WHAT IS EXPECTED: Return all of the rows below verbatim, line for line, without changing anything.

::::::::::

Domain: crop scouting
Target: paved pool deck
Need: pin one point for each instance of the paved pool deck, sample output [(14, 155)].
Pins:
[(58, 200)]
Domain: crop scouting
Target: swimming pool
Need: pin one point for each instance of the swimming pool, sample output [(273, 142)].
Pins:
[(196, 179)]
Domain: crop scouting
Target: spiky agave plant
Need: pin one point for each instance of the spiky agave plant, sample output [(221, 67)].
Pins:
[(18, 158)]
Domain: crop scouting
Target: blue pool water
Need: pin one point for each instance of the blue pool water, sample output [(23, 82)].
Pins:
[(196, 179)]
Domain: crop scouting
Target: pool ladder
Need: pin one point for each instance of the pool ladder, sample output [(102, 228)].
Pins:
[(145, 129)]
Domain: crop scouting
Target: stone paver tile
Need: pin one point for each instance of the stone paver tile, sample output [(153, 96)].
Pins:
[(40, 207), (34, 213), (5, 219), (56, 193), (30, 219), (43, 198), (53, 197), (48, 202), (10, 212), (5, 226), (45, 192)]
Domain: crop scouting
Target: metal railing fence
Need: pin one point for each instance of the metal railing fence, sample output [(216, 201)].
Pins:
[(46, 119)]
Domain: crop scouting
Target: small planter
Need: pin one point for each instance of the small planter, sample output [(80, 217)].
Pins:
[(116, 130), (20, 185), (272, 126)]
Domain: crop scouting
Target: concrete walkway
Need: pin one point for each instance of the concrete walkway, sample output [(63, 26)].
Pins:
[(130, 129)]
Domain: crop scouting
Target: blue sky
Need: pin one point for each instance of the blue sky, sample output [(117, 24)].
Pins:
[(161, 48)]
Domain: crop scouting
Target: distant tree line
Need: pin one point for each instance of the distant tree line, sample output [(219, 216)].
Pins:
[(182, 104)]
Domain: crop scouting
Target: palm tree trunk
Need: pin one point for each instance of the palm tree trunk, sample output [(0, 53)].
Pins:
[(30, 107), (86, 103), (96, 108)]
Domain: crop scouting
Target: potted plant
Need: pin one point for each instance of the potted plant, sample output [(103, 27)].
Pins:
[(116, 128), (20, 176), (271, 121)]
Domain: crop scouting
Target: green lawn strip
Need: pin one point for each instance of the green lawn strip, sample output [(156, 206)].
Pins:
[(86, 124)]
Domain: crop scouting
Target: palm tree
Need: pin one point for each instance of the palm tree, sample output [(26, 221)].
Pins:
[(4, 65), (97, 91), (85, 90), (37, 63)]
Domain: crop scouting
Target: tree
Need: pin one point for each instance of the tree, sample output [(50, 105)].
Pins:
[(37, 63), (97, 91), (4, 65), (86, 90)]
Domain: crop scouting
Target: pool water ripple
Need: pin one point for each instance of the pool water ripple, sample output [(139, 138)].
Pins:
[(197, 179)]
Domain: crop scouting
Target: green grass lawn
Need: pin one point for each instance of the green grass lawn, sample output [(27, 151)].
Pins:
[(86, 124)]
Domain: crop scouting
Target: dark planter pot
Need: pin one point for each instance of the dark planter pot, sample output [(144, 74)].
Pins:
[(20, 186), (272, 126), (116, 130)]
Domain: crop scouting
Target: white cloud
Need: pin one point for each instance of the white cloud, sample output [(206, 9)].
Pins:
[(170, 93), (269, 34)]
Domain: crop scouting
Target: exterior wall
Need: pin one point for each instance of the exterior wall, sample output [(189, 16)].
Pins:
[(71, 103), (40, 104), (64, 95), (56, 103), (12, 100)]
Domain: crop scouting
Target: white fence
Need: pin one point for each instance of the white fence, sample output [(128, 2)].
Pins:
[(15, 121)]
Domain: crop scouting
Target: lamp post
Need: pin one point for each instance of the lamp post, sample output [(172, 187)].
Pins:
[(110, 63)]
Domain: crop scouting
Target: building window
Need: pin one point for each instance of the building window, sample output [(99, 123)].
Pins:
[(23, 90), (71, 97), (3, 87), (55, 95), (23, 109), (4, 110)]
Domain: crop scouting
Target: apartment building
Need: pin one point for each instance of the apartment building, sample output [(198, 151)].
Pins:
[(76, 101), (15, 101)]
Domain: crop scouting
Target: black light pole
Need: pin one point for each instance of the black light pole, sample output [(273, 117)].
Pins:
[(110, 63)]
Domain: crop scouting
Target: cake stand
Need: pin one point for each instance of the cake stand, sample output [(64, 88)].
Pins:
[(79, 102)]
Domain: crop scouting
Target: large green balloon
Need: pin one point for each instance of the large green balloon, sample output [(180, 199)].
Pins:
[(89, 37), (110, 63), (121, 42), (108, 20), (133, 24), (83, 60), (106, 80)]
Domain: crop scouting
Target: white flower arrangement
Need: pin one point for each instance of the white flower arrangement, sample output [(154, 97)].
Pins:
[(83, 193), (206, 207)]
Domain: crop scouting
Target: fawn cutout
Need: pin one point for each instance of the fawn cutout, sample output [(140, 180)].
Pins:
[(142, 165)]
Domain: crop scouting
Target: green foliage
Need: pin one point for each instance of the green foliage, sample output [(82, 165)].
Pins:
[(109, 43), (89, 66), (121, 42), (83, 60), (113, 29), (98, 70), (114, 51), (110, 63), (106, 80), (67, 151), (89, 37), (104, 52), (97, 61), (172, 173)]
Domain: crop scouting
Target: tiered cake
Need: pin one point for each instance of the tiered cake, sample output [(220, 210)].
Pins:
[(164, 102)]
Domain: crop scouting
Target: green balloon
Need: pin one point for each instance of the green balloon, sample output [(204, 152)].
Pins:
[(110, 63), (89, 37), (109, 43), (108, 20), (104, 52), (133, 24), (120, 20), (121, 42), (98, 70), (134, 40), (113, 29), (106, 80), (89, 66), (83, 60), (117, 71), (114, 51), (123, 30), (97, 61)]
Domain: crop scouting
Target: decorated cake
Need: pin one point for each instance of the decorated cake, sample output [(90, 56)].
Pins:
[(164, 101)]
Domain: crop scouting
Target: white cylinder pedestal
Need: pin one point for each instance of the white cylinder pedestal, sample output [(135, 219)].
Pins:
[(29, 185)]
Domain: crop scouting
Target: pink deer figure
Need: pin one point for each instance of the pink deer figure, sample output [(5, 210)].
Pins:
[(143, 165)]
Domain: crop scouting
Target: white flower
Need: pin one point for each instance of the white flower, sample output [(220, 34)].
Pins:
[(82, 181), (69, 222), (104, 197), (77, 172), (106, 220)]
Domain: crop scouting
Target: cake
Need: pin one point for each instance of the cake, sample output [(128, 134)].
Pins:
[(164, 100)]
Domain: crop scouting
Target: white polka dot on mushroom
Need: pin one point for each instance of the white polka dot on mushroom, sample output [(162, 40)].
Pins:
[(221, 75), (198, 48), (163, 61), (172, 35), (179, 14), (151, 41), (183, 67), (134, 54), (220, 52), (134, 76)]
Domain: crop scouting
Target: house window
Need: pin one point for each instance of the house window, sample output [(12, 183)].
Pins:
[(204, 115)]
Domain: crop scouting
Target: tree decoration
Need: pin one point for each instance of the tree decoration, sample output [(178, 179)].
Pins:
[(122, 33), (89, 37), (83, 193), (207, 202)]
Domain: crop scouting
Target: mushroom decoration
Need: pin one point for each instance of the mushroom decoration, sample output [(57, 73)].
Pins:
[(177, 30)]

::::::::::

FINAL RESULT:
Domain: crop scouting
Target: paved pool deck
Need: pin one point for each instance of the paved pool deck, sample output [(14, 155)].
Pins:
[(58, 200)]
Domain: crop scouting
Target: swimming pool
Need: pin one point for each instance of the swimming pool, sample output [(273, 142)].
Pins:
[(196, 179)]
Domain: crop scouting
Target: spiky agave plant
Need: pin one point for each instance of the spiky agave plant, sample output [(221, 67)].
Pins:
[(18, 158)]
Domain: crop scouting
Target: blue pool water
Need: pin one point for each instance of the blue pool water, sample output [(23, 82)].
Pins:
[(196, 179)]
Domain: crop scouting
Target: pool ladder
Need: pin one point for each instance of the pool ladder, sample output [(102, 228)].
Pins:
[(145, 129)]
Domain: crop scouting
Target: stone paver tile
Need: pin one point for each instance of the stone paver tile, sample output [(153, 96)].
Pins:
[(40, 207), (34, 213), (5, 219), (56, 193), (30, 219), (43, 198), (53, 197), (48, 202), (10, 212), (5, 226), (45, 192)]
Domain: crop scouting
Target: metal railing fence
Need: pin one point for each instance of the metal railing fence, sample output [(216, 201)].
Pins:
[(46, 119)]
Domain: crop scouting
Target: small planter
Need: pin one point for each instance of the small planter, sample output [(80, 217)].
Pins:
[(116, 130), (20, 185), (272, 126)]
Domain: crop scouting
Target: concrete walkway
Need: pin one point for each instance of the concrete walkway, sample output [(63, 26)].
Pins:
[(130, 129)]
Domain: crop scouting
Target: blue sky
Need: pin one point for each instance of the blue sky, sample output [(117, 24)].
Pins:
[(161, 48)]
Domain: crop scouting
Target: distant tree line
Need: pin one point for each instance of the distant tree line, sample output [(219, 216)].
Pins:
[(182, 104)]
Domain: crop scouting
Target: palm tree trunk
Need: pin one point for each instance of the palm tree trunk, sample output [(0, 53)].
Pins:
[(30, 107), (86, 103), (96, 108)]
Domain: crop scouting
Target: potted plant
Need: pin one point for each instance of the potted plant, sample output [(103, 27)].
Pins:
[(116, 128), (20, 176), (271, 121)]
Domain: crop scouting
Target: green lawn strip
Need: pin one point for each instance of the green lawn strip, sample output [(156, 206)].
Pins:
[(86, 124)]
Domain: crop scouting
Target: palm tree
Need: pin one point for each instance of the palm tree, sample output [(26, 221)].
Pins:
[(4, 65), (97, 91), (85, 90), (37, 63)]
Domain: crop scouting
Target: tree
Need: pin one point for each instance of the tree, sample output [(50, 105)].
Pins:
[(37, 63), (97, 91), (4, 65), (86, 90)]
Domain: crop scouting
Target: pool water ripple
Need: pin one point for each instance of the pool water ripple, sample output [(139, 138)].
Pins:
[(197, 179)]
Domain: crop scouting
Target: green grass lawn
Need: pin one point for each instance of the green grass lawn, sample output [(27, 151)].
Pins:
[(86, 124)]
Domain: crop scouting
Target: dark planter pot
Need: pin one point for each instance of the dark planter pot, sample output [(144, 74)].
Pins:
[(20, 186), (272, 126), (116, 130)]
Domain: crop scouting
Target: white cloud
Need: pin one point for each instance of the white cloud, sample output [(206, 9)].
Pins:
[(170, 93), (269, 34)]
Domain: crop scouting
Target: exterior wall
Need: pin one point for each instance of the exterior wall, sample output [(189, 16)].
Pins:
[(71, 103), (40, 104), (64, 95), (56, 103), (12, 100)]
Domain: crop scouting
Target: white fence
Need: pin one point for each instance of the white fence, sample output [(128, 2)].
Pins:
[(15, 121)]
Domain: crop scouting
Target: lamp post
Need: pin one point for each instance of the lamp post, sample output [(172, 187)].
Pins:
[(110, 63)]
Domain: crop scouting
Target: building window
Need: pin one point for each instance of the building window, sample output [(99, 123)].
Pins:
[(23, 90), (71, 97), (3, 87), (55, 95), (23, 109), (4, 110)]
Domain: crop scouting
Target: apartment building
Need: pin one point for each instance of the apartment building, sample output [(198, 151)].
Pins:
[(76, 101), (15, 101)]
Domain: crop scouting
Target: black light pole
Need: pin one point for each instance of the black light pole, sample output [(273, 117)].
Pins:
[(110, 63)]
Domain: crop scouting
Target: cake stand
Need: pin one point for each instance of the cake stand, sample output [(64, 88)].
Pins:
[(79, 102)]
Domain: crop scouting
Target: large green balloon
Need: pin one point for each instance of the large green balloon, sample output [(180, 199)].
Pins:
[(89, 37), (110, 63), (121, 42), (108, 20), (133, 24), (83, 60), (106, 80)]
Domain: crop scouting
Target: white flower arrangement
Need: pin one point for each instance of the white flower arrangement, sample output [(154, 97)].
Pins:
[(83, 193), (206, 207)]
Domain: crop scouting
Target: fawn cutout
Need: pin one point for each instance of the fawn cutout, sample output [(140, 180)].
Pins:
[(142, 165)]
Domain: crop scouting
Target: green foliage
Need: pin one point for each instance of the green foliage, sample output [(82, 165)].
Pins:
[(109, 43), (89, 66), (121, 42), (83, 60), (113, 29), (98, 70), (114, 51), (110, 63), (106, 80), (67, 151), (89, 37), (104, 52), (97, 61), (172, 173)]
Domain: crop scouting
Target: tiered cake
Need: pin one point for each instance of the tiered cake, sample output [(220, 210)].
Pins:
[(164, 102)]
Domain: crop scouting
Target: green balloon
Need: pin one point for each instance of the green balloon, sample output [(204, 152)].
Pins:
[(110, 63), (89, 37), (109, 43), (108, 20), (104, 52), (133, 24), (120, 20), (121, 42), (98, 70), (134, 40), (113, 29), (106, 80), (89, 66), (83, 60), (117, 71), (114, 51), (123, 30), (97, 61)]
Domain: crop scouting
Target: decorated cake
Need: pin one point for each instance of the decorated cake, sample output [(90, 56)].
Pins:
[(164, 101)]
Domain: crop scouting
Target: white cylinder pedestal
Need: pin one point for each instance of the white cylinder pedestal, sample output [(135, 219)].
Pins:
[(29, 185)]
Domain: crop scouting
Target: pink deer figure
Need: pin one point for each instance of the pink deer figure, sample output [(5, 210)].
Pins:
[(143, 165)]
Domain: crop scouting
Target: white flower
Need: pin one point for each instance of the white flower, sample output [(220, 34)].
Pins:
[(82, 181), (69, 222), (104, 197), (77, 172), (106, 220)]
Domain: crop scouting
Target: cake
Need: pin one point for each instance of the cake, sample output [(128, 134)].
Pins:
[(164, 100)]
Domain: crop scouting
Target: white polka dot on mushroom
Need: pin one point for each instance of the white polka dot on mushroom, sample output [(162, 40)].
Pins:
[(221, 75), (198, 48), (163, 61), (172, 35), (179, 14), (151, 41), (183, 67), (134, 54), (220, 52), (134, 76)]
Domain: crop scouting
Target: house window
Need: pin one point for each instance of the house window, sample output [(12, 183)].
Pins:
[(204, 115)]
Domain: crop scouting
Target: tree decoration
Need: pin one point for each instance of the tree decoration, sample output [(178, 179)].
Pins:
[(122, 33), (89, 37), (83, 193), (207, 202)]
Domain: crop scouting
Target: mushroom decoration
Need: pin one point for each instance of the mushroom decoration, sample output [(57, 73)].
Pins:
[(177, 30)]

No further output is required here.